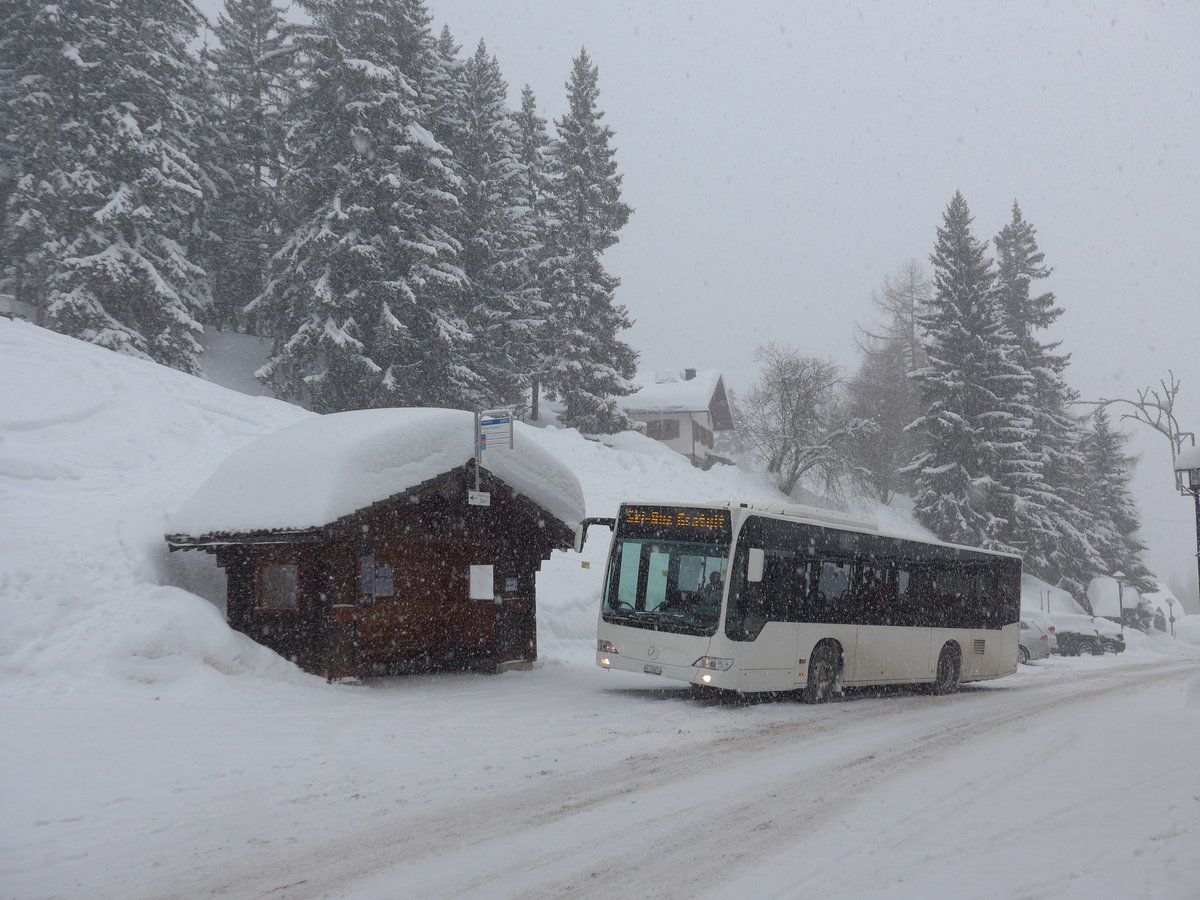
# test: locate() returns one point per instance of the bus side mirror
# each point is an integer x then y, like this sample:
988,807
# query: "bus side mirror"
581,532
755,563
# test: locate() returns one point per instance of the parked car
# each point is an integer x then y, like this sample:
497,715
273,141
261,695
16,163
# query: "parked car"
1077,634
1032,642
1111,635
1036,617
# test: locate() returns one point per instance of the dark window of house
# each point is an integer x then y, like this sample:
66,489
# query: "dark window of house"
663,429
277,586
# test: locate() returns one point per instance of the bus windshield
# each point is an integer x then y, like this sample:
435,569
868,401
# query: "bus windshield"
666,585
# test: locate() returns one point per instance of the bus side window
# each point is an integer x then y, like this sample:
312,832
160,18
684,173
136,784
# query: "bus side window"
832,586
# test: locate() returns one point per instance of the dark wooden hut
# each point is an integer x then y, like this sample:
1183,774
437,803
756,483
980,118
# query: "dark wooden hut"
417,579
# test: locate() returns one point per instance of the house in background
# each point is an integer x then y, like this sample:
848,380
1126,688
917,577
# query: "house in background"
682,408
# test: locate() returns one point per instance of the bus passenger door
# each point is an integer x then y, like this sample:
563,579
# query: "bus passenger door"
760,610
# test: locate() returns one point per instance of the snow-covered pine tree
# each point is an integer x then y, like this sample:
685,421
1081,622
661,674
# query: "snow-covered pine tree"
592,365
365,281
1115,522
532,143
442,85
976,481
1069,558
106,193
882,391
250,70
497,235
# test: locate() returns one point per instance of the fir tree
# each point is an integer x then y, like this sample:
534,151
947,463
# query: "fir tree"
250,70
497,235
366,281
592,364
106,195
533,193
1061,550
976,483
882,390
1115,523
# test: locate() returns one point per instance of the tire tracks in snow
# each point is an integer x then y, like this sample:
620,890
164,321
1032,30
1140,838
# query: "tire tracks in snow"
675,822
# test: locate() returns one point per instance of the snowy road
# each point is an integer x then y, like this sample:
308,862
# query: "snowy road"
1075,778
149,751
835,798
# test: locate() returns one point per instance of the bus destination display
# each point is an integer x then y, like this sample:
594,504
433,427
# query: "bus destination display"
682,521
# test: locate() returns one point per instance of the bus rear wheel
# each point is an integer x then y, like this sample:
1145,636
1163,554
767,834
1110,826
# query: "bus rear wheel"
949,671
822,676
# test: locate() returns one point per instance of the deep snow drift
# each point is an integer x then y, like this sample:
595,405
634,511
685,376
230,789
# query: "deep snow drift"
151,751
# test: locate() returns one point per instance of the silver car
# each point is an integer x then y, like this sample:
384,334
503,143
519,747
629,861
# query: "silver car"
1033,642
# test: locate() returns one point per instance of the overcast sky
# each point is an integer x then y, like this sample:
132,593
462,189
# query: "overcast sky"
784,157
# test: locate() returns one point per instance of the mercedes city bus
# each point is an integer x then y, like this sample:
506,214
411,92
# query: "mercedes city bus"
753,598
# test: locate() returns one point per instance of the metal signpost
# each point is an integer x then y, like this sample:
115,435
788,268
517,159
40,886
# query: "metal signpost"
493,431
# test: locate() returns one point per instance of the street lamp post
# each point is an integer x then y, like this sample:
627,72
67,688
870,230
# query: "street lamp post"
1187,478
1119,576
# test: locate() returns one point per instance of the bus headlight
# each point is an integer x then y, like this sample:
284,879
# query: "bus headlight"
714,663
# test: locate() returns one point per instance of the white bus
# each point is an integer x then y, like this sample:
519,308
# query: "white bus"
808,601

────────────────

### Given task
Reproduce every line, starting at the line containing "# test: locate() returns one point per instance of the street" and ending at the last line above, with requests and sample points left as they are. Multiply each answer coordinate by 0.35 and round to whole numbers, halves up.

### Answer to the task
# test: locate() returns one point per instance of the street lamp post
# each point is an integer x then y, like this sample:
627,72
67,688
870,230
# query: "street lamp post"
415,167
392,202
# test: locate() returns one point per instance of the bus headlight
# each point is an integer x then y, like this sample:
284,879
# query: "bus headlight"
250,232
# test: locate() returns one point per instance of the white bus
# each point is an integer x then y, like this sample:
519,308
# query: "white bus"
283,210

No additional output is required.